Document section -
▬▬▬

On learning

One of my all-time favorite books is about math.

It’s Infinity and the Mind, by Rudy Rucker. I was reading adult mathematically-themed books and books about physics by the time I was in the fifth grade.

I understand most mathematical concepts – including some very high-level ones – better than many who have scored in the top echelon of students.

As a for instance, for several years I was friends online with a student at Stanford. He was in their quantum program. It’s a bit more technical than I want to get in here, but our dispute was over determinism and probability in quantum systems. His argument was that determinism was ruled out by quantum systems. I argued (correctly) that determinism was perfectly possible under several different valid at-the-time interpretations and probability models of QM. We argued about it for a long time, and then I told him to go ask his professor.

He later sheepishly told me that he’d talked to his professor, and that I was right.

The details don’t matter, and even if I’d been wrong, they still wouldn’t matter – the point is that I understand the concepts just fine in many areas where even those who practice using those methods don’t really understand their implications or exactly what it is they are doing when they use infinitesimals\limits or many other abstruse mathematical tools.

However, for the life of me, I cannot actually calculate (usually) even the simplest math problems that would be quite easy for a middle-schooler. I also cannot at all play chess (despite being in the chess club and playing hundreds of games over two years), I believe for similar reasons, despite understanding it conceptually just fine. I’d guess these two facts are related, as whatever cognitive deficit I have expresses itself in these two arenas. Also, I cannot solve even the simplest logic problem, no matter how long I spend or how patient I am.

This post originally intended to talk about teaching kids math using soul- and curiosity-destroying techniques, how the “transfer effect” that supposedly makes teaching math help thinking in other arenas is completely false, and the opportunity cost of these failed methodologies – but already this entry is too long, so I will just stop here for the moment.

▬▬▬

Explore the material -
**a)** Answer these questions from the post on learning, one per line:
(i) Who wrote the book Infinity and the Mind?
(ii) For how long was the writer in the chess club?
(iii) What did the Stanford student argue was ruled out by quantum systems?
**b)** Extract the passage of the post on learning from "One of my all-time" up to and including "echelon of students.", word for word.
The lines that come after this have no connection to the post on learning.

▬▬▬

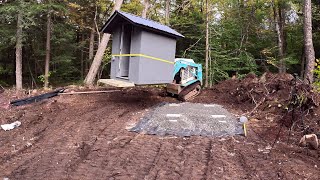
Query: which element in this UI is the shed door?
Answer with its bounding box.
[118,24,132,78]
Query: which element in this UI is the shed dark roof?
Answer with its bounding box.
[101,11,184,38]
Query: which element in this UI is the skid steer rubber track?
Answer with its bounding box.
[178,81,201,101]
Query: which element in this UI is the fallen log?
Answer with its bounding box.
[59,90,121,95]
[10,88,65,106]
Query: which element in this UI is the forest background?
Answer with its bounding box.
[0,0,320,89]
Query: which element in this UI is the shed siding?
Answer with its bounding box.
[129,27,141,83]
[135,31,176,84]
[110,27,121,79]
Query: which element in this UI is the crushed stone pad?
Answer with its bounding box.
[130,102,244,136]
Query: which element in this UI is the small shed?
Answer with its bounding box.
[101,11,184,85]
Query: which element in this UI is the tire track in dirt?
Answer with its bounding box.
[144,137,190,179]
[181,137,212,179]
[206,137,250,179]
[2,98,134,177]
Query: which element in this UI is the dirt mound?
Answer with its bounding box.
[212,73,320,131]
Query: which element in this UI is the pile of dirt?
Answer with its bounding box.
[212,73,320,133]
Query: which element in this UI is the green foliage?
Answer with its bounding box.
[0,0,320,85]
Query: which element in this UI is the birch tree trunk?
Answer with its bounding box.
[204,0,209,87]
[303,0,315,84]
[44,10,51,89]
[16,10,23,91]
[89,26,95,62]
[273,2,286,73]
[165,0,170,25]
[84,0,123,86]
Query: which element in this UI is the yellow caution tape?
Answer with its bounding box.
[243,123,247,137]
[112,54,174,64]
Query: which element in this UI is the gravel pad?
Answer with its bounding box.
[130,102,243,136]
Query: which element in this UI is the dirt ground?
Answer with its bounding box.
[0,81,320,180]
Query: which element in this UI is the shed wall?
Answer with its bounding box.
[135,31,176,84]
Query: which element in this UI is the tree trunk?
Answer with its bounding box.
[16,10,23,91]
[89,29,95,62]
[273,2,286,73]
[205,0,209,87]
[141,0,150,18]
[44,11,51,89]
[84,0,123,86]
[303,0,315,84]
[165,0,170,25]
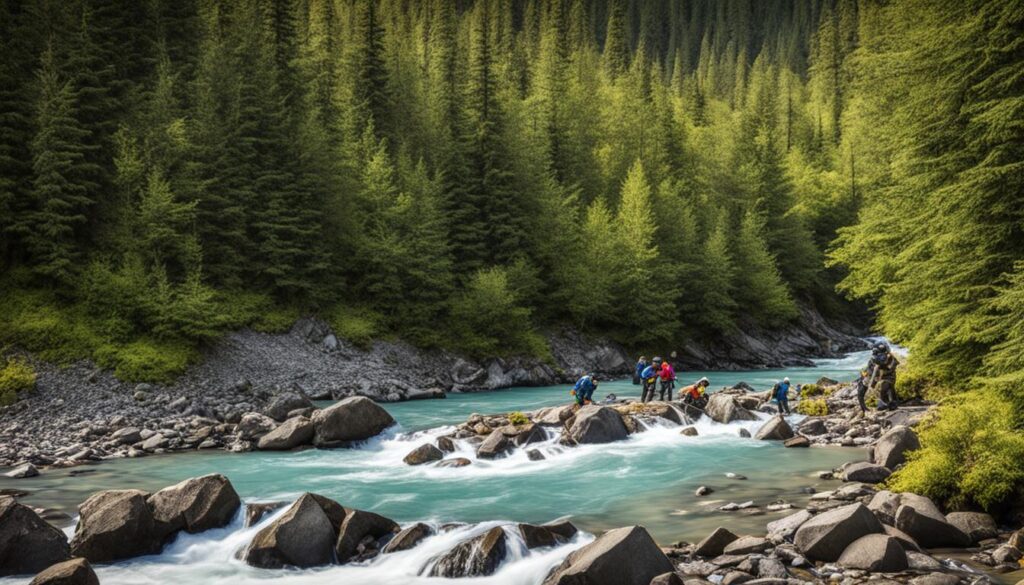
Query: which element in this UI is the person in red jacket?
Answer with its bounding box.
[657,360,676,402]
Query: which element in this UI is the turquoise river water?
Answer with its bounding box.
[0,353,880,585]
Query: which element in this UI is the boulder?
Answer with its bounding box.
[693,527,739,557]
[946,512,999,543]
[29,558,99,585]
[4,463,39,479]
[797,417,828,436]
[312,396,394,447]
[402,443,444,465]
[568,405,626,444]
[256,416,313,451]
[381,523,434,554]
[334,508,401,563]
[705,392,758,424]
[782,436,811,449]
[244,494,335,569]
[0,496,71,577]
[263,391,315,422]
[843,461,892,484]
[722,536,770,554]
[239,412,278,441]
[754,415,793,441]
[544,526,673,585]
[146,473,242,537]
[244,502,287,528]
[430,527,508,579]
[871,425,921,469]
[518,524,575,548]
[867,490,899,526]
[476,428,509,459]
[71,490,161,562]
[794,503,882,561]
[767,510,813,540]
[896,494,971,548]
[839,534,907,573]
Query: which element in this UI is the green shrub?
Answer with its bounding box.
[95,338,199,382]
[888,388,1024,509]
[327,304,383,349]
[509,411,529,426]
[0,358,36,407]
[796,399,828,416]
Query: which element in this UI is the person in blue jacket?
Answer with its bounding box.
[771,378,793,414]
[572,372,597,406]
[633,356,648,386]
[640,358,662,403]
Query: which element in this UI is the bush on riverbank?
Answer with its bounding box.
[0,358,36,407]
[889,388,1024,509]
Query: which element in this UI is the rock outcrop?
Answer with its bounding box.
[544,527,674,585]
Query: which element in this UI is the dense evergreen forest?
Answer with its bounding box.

▬▬▬

Your responses -
**a)**
(i) Rudy Rucker
(ii) Two years
(iii) Determinism

**b)**
One of my all-time favorite books is about math.

It’s Infinity and the Mind, by Rudy Rucker. I was reading adult mathematically-themed books and books about physics by the time I was in the fifth grade.

I understand most mathematical concepts – including some very high-level ones – better than many who have scored in the top echelon of students.